PROBLEM TO SOLVE: Gather each line of the entries below that includes "petal".

[Source data]
Content starts

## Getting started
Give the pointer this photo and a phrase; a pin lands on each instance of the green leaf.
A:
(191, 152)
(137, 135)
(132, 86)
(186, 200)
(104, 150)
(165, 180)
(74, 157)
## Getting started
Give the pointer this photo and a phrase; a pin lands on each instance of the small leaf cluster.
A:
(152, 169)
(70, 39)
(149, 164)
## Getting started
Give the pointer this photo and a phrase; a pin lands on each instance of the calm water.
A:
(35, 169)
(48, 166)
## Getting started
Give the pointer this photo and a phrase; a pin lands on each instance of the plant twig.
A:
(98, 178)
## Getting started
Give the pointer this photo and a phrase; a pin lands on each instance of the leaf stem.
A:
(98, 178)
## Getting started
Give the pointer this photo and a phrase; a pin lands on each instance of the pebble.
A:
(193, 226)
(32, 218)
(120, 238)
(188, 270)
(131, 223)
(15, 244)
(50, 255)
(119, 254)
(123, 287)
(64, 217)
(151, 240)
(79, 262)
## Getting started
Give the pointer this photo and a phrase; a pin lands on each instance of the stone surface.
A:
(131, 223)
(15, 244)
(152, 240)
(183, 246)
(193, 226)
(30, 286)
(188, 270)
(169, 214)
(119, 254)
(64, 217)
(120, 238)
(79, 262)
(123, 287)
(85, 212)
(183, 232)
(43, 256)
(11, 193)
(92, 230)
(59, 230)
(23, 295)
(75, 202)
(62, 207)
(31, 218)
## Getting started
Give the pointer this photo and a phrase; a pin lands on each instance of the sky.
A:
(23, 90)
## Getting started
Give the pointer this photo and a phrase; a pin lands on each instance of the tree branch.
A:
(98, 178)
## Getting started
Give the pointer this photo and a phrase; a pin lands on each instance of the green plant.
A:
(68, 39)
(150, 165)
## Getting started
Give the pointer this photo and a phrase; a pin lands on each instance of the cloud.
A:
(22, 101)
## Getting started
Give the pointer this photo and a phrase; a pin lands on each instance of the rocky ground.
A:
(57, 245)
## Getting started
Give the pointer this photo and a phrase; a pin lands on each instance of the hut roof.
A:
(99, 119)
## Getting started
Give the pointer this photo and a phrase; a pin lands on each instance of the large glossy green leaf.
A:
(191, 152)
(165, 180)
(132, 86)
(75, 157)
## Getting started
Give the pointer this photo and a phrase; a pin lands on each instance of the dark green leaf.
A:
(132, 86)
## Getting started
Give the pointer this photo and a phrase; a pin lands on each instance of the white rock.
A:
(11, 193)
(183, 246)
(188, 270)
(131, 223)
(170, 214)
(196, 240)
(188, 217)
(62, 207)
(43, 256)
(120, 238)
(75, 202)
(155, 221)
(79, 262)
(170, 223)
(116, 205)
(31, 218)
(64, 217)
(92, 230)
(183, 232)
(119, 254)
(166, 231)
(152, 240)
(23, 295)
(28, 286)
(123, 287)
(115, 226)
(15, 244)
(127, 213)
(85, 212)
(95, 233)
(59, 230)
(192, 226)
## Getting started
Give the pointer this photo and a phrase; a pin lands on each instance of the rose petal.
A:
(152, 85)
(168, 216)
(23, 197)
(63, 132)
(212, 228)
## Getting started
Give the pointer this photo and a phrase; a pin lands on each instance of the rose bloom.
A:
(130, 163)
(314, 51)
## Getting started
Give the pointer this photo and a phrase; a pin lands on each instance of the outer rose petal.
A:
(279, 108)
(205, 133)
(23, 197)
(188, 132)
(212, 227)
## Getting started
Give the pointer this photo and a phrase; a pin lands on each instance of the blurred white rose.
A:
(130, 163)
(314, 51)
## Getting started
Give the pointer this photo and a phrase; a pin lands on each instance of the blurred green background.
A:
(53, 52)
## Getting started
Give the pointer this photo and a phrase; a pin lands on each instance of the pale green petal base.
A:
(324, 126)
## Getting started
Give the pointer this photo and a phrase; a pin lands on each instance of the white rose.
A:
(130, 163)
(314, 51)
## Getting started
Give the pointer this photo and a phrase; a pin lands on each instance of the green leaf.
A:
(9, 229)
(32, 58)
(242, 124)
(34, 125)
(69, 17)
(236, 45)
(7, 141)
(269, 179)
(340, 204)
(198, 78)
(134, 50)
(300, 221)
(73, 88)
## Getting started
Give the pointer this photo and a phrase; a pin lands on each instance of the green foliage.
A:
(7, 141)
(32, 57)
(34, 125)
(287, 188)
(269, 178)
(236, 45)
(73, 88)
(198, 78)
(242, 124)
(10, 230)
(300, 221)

Content ends

WORKED SOLUTION:
Give the pointer this photo and a phrase; a pin lands on each instance of the rose petal.
Give the pointer this photo and a phrase; a pin lands on each instance of the outer rose petal.
Give the pointer this photo and a phrase; a pin lands on each instance of the pale green petal base.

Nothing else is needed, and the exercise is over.